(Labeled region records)
◆ ◆ ◆ ◆ ◆ ◆ ◆
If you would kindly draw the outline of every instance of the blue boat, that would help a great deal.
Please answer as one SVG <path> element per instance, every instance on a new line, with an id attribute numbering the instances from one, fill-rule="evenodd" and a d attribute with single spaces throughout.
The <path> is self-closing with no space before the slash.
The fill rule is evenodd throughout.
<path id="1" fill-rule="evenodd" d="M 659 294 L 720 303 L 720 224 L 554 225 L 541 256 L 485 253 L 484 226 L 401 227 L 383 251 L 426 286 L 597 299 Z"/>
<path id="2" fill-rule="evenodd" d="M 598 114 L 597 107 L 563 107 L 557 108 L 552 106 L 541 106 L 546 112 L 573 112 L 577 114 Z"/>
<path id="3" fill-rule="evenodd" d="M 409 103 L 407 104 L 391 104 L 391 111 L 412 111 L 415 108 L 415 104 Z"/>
◆ ◆ ◆ ◆ ◆ ◆ ◆
> Brief: Can you rewrite all of the data above, swapping "blue boat" for "white boat" and leaving everything else untouched?

> Solved problem:
If you would kindly draw the outline of every instance of the white boat, that would help a great deal.
Please answer as one SVG <path> element per instance, every instance on a new line, with an id attribute numbering the instances from one, fill-rule="evenodd" and a d attribute with single spaces throughout.
The <path> is self-closing with no space before the slash.
The fill rule is evenodd throughout.
<path id="1" fill-rule="evenodd" d="M 659 294 L 720 303 L 720 224 L 554 225 L 541 256 L 485 253 L 484 226 L 401 227 L 383 251 L 426 286 L 597 299 Z"/>
<path id="2" fill-rule="evenodd" d="M 598 114 L 597 107 L 563 107 L 557 108 L 552 106 L 541 106 L 546 112 L 573 112 L 577 114 Z"/>
<path id="3" fill-rule="evenodd" d="M 409 103 L 407 104 L 391 104 L 391 111 L 412 111 L 415 108 L 415 104 Z"/>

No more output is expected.